> [THE REQUEST]: Tally the lines in the material below that contain the string "tags". Give only the number.

> [Region annotation entries]:
** Begin **

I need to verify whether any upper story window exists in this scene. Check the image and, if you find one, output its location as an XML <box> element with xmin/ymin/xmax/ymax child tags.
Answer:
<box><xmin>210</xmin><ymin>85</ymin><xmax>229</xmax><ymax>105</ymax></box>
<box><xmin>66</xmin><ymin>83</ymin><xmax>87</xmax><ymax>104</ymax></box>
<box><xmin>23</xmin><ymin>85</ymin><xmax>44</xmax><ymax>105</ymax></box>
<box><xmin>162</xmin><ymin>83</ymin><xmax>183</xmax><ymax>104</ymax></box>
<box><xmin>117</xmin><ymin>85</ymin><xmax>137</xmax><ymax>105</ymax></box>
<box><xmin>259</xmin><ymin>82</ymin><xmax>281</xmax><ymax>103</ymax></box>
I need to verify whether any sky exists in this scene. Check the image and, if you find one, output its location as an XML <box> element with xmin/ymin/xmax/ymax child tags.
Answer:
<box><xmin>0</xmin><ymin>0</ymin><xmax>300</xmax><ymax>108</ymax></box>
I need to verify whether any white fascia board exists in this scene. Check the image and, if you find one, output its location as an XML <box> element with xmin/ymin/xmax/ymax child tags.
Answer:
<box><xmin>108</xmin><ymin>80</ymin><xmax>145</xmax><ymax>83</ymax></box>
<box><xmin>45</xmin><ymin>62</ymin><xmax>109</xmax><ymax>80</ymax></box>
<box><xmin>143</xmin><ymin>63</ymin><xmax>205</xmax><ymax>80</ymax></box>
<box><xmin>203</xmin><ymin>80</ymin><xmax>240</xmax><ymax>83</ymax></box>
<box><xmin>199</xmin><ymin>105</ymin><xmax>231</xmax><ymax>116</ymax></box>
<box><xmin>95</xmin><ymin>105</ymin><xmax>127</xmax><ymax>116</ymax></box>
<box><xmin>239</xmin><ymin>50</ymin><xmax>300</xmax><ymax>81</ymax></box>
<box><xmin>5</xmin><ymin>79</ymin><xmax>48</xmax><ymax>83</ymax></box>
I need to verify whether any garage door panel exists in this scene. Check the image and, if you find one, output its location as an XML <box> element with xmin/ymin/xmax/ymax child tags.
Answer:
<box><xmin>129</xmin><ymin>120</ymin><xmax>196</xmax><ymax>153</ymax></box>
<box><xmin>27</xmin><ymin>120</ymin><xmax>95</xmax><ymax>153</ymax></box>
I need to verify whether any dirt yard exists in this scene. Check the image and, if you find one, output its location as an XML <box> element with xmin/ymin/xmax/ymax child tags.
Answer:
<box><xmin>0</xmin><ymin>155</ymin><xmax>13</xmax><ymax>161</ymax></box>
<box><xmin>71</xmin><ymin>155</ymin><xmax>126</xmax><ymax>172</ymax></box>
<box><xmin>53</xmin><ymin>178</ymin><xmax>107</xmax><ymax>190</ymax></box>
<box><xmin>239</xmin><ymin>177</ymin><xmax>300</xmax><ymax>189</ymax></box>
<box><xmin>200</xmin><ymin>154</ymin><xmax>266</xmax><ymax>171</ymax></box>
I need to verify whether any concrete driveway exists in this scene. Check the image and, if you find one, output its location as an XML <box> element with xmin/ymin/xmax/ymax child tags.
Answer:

** End **

> [EXERCISE RESULT]: 6